- **SUPPLIED PASSAGE**:
= Mickey's Pirate and Princess Party =

Defunct event at Walt Disney World

Mickey's Pirate and Princess Party was a hard-ticketed (separate admission) event held throughout the months of January through June at the Magic Kingdom theme park at the Walt Disney World Resort in Lake Buena Vista, Florida outside Orlando. A smaller version was also planned for Disneyland Paris Resort in 2011, but was cancelled. This event combined two of The Walt Disney Company's franchises, the Disney Princess line and the Pirates of the Caribbean franchise.

==Walt Disney World version==

===History===
Started in January 2007 and ending in 2009 at Walt Disney World, the event was created after cast members at the park saw many children dressed either as pirates or princesses at Mickey's Not-So-Scary Halloween Party (another ticketed event held yearly in September and October). Because of that, Walt Disney World decided to create a new event, which took two years of planning as part of their "Year of a Million Dreams Celebration." As Disney show director Tara Anderson said, "This new party allows guests to live out the adventures of scurvy pirates and pretty princesses. We have created a new Magic Kingdom event that lets you step right into your favorite stories and fairytales." Similarly to Mickey's Not-So-Scary Halloween Party, children and guests of all ages were invited to live out their favorite pirate or princess dream at the Magic Kingdom Park and dress up as their favorite pirate and princess characters. The event was full of a variety of exclusive themed entertainment and activities for the whole family, including "Disney's Enchanted Adventures Parade," "Magic, Music and Mayhem" (a special fireworks show), rare character meet and greet opportunities, dance parties, and so much more.

- **TASK INPUTS**:
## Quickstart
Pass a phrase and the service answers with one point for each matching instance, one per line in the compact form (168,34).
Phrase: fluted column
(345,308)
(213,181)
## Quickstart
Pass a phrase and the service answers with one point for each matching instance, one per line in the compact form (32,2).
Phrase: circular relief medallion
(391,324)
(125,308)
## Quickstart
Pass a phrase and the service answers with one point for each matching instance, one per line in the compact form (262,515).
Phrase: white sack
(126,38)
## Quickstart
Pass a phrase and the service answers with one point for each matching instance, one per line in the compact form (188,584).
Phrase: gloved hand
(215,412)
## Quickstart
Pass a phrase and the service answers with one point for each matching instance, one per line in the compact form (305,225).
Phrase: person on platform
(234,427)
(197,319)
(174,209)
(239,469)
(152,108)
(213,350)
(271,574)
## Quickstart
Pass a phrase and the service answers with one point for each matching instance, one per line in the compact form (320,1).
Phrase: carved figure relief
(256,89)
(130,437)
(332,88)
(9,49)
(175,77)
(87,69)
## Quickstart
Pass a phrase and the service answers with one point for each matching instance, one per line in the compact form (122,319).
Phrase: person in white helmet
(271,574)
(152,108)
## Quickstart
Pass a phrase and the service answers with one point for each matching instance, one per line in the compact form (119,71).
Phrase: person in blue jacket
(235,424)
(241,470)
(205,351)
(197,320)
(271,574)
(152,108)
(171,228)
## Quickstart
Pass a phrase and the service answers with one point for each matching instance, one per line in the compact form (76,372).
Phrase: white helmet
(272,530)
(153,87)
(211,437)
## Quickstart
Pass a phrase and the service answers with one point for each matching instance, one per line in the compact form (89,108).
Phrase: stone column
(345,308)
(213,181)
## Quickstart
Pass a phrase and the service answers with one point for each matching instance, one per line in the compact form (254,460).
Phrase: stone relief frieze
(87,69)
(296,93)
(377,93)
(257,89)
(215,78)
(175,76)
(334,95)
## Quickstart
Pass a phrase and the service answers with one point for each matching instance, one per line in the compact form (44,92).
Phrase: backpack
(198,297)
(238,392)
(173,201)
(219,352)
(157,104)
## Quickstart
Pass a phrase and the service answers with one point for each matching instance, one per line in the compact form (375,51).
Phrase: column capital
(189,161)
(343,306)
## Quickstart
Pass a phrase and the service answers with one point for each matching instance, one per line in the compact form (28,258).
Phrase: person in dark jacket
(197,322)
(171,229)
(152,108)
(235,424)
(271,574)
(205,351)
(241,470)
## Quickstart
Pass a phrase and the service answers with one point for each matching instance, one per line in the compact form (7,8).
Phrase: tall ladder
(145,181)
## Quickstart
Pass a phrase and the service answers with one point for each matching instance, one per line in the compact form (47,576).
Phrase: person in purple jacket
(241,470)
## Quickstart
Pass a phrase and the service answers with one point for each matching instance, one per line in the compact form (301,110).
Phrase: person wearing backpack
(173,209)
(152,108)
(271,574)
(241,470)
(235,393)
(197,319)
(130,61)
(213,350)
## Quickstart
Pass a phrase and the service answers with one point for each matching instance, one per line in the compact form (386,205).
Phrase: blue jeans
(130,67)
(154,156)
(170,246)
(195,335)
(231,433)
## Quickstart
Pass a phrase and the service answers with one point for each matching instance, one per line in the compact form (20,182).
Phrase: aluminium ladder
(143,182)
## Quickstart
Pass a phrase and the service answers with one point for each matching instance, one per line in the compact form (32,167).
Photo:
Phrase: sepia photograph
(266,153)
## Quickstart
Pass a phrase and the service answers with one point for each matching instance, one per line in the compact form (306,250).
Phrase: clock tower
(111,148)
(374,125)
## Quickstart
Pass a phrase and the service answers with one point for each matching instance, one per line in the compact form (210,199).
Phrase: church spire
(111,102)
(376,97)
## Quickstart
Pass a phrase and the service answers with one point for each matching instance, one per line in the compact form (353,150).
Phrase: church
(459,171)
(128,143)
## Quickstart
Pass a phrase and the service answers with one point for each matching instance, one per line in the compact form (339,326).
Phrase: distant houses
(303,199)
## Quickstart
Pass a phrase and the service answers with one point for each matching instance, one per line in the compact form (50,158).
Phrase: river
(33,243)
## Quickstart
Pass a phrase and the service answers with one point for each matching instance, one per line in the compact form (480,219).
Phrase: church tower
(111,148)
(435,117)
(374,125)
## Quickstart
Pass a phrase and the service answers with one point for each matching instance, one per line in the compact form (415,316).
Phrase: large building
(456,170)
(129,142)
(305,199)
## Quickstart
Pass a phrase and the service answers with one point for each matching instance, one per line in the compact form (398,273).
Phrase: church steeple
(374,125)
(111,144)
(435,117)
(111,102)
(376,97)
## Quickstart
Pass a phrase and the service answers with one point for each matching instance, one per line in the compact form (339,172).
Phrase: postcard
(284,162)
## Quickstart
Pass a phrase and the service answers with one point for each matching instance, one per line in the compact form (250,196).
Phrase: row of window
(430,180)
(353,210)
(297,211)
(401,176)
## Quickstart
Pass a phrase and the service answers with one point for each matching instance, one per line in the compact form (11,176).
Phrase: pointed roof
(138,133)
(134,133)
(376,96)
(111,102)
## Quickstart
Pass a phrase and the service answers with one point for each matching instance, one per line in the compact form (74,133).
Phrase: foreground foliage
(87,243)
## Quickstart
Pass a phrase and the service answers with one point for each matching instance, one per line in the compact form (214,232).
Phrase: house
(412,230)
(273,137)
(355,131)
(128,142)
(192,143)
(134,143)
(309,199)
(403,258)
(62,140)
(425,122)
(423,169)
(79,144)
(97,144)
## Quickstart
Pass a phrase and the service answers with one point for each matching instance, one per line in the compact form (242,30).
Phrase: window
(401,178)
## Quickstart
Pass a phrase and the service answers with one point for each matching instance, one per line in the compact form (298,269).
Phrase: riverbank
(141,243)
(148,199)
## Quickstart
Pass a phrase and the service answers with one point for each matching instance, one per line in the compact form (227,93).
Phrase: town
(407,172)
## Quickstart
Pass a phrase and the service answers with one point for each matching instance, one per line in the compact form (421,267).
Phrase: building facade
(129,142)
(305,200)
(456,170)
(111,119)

- **OBJECTIVE 1**:
Reproduce the entire Mickey's Pirate and Princess Party passage word for word.
- **OBJECTIVE 2**:
Extract every line of the listing that contains the string "backpack". The match is case-sensitive.

- **EXERCISE OUTPUT 1**:
= Mickey's Pirate and Princess Party =

Defunct event at Walt Disney World

Mickey's Pirate and Princess Party was a hard-ticketed (separate admission) event held throughout the months of January through June at the Magic Kingdom theme park at the Walt Disney World Resort in Lake Buena Vista, Florida outside Orlando. A smaller version was also planned for Disneyland Paris Resort in 2011, but was cancelled. This event combined two of The Walt Disney Company's franchises, the Disney Princess line and the Pirates of the Caribbean franchise.

==Walt Disney World version==

===History===
Started in January 2007 and ending in 2009 at Walt Disney World, the event was created after cast members at the park saw many children dressed either as pirates or princesses at Mickey's Not-So-Scary Halloween Party (another ticketed event held yearly in September and October). Because of that, Walt Disney World decided to create a new event, which took two years of planning as part of their "Year of a Million Dreams Celebration." As Disney show director Tara Anderson said, "This new party allows guests to live out the adventures of scurvy pirates and pretty princesses. We have created a new Magic Kingdom event that lets you step right into your favorite stories and fairytales." Similarly to Mickey's Not-So-Scary Halloween Party, children and guests of all ages were invited to live out their favorite pirate or princess dream at the Magic Kingdom Park and dress up as their favorite pirate and princess characters. The event was full of a variety of exclusive themed entertainment and activities for the whole family, including "Disney's Enchanted Adventures Parade," "Magic, Music and Mayhem" (a special fireworks show), rare character meet and greet opportunities, dance parties, and so much more.

- **EXERCISE OUTPUT 2**:
Phrase: backpack
Phrase: person wearing backpack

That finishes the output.